## Extrait du texte
Si vous recherchez des informations plus détaillées sur ces piliers de capacité d’engagement, vous pouvez consulter ma conférence GDC 2017 .

1. Motivations

Nous n’accomplissons aucune action à moins que nous soyons motivés à le faire. Ainsi, la motivation est au cœur de l’engagement-capacité. Cependant, d’innombrables théories de la motivation humaine existent, et nous n’avons actuellement aucune théorie de la motivation qui puisse rendre compte de tous les comportements humains. Parmi les types de motivation les plus importants, nous pouvons nous concentrer sur deux qui sont les plus applicables aux jeux : la motivation extrinsèque et intrinsèque.

La motivation extrinsèque, c’est quand vous faites quelque chose pour obtenir autre chose. C’est quand, par exemple, vous attendez dans la file d’attente pour monter dans un manège à la foire. Faire la queue est un moyen pour arriver à ses fins. Les jeux vidéo maîtrisent souvent la motivation extrinsèque : les joueurs doivent accomplir des quêtes, des actions ou récolter de nombreuses ressources pour être récompensés. Des objectifs précis et des récompenses claires associées à ces objectifs sont très importants pour maintenir l’engagement des joueurs, comme la ou les récompenses pouvant être échangées après avoir terminé un défi ou les capacités pouvant être débloquées dans un arbre de compétences. Mais ce n’est pas assez.

Fortnite (Alpha fermée)
Fortnite (Alpha fermée)

Les développeurs de jeux doivent également tenir compte de la motivation intrinsèque, qui est notre motivation à faire certaines choses juste pour le plaisir de les faire, pas pour obtenir autre chose. La théorie la plus fiable de la motivation intrinsèque que nous ayons actuellement est la théorie de l’autodétermination, ou SDT en abrégé. Cette théorie explique que nous sommes plus susceptibles d’être intrinsèquement motivés à faire une activité lorsque cette activité satisfait notre besoin de compétence, d’autonomie et d’appartenance.

La compétence consiste principalement à avoir un sens de la progression, que cette progression soit basée sur les compétences (par exemple, devenir de plus en plus habile à construire rapidement) ou non (par exemple, monter de niveau et acheter de nouvelles compétences qui nous rendent artificiellement plus puissants dans le jeu). Si nous ne sentons pas que nous progressons lorsque nous nous engageons dans une activité, comme apprendre à jouer de la guitare ou essayer de perdre du poids, nous sommes très susceptibles d’abandonner. C’est pourquoi les barres de progression sont si convaincantes. Ce n’est pas seulement à cause de la promesse d’obtenir une récompense une fois que nous avons atteint un nouveau niveau, c’est aussi parce que nous pouvons nous voir progresser vers un objectif, et devenir de plus en plus compétents.

## Consignes à suivre
1. D'après l'extrait sur la motivation dans les jeux, quels besoins une activité doit-elle satisfaire pour que nous soyons plus susceptibles d'y être intrinsèquement motivés selon la théorie de l'autodétermination ?
2. Reproduisez fidèlement le passage de l'extrait sur la motivation dans les jeux situé entre « Si vous recherchez » et « extrinsèque et intrinsèque. », bornes incluses.

## Données fournies
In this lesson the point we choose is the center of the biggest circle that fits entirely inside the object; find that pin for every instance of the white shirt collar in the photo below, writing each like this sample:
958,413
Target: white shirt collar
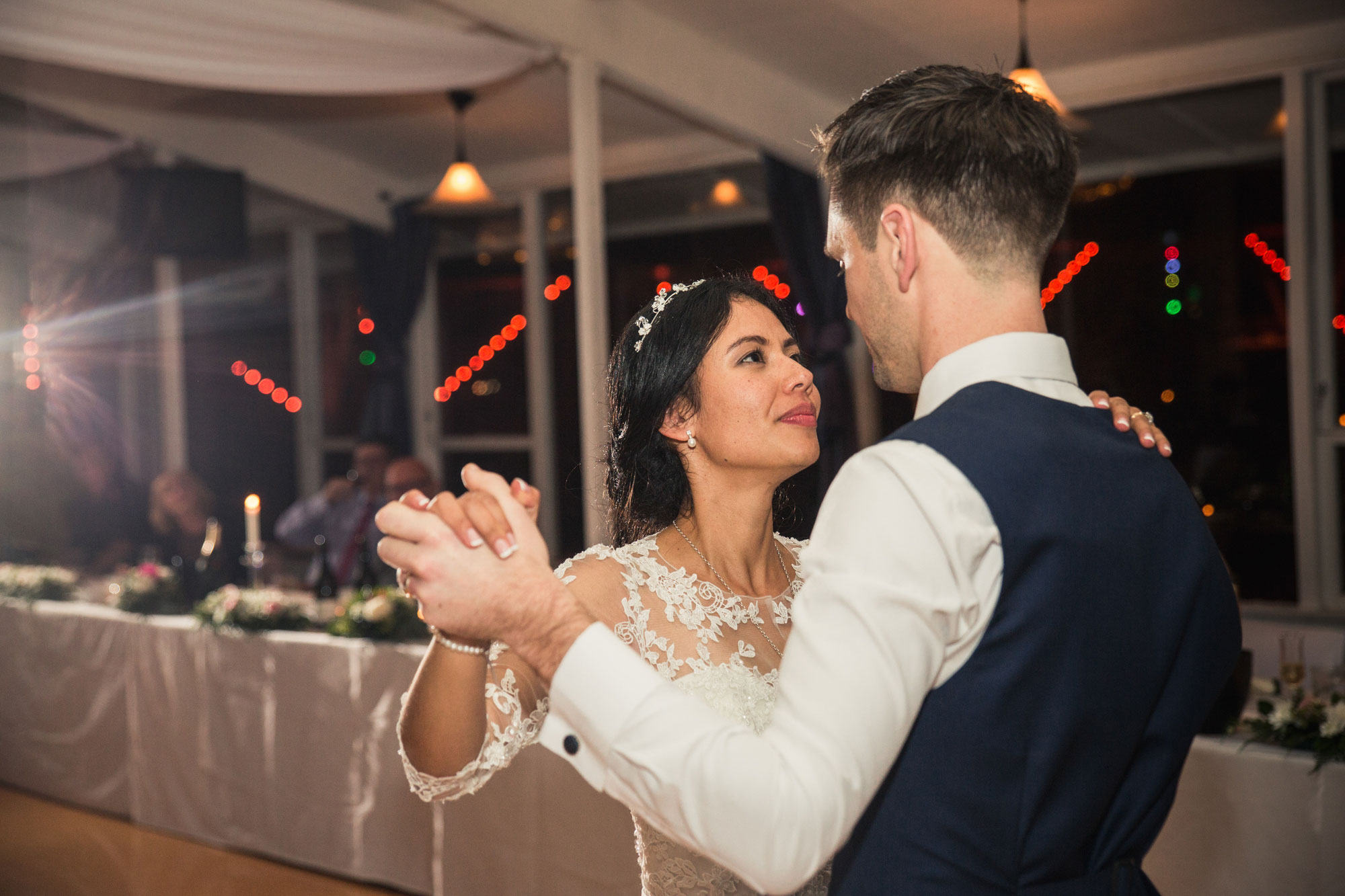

## Réponses complètes
1. Elle doit satisfaire notre besoin de compétence, d'autonomie et d'appartenance.

2.
Si vous recherchez des informations plus détaillées sur ces piliers de capacité d’engagement, vous pouvez consulter ma conférence GDC 2017 .

1. Motivations

Nous n’accomplissons aucune action à moins que nous soyons motivés à le faire. Ainsi, la motivation est au cœur de l’engagement-capacité. Cependant, d’innombrables théories de la motivation humaine existent, et nous n’avons actuellement aucune théorie de la motivation qui puisse rendre compte de tous les comportements humains. Parmi les types de motivation les plus importants, nous pouvons nous concentrer sur deux qui sont les plus applicables aux jeux : la motivation extrinsèque et intrinsèque.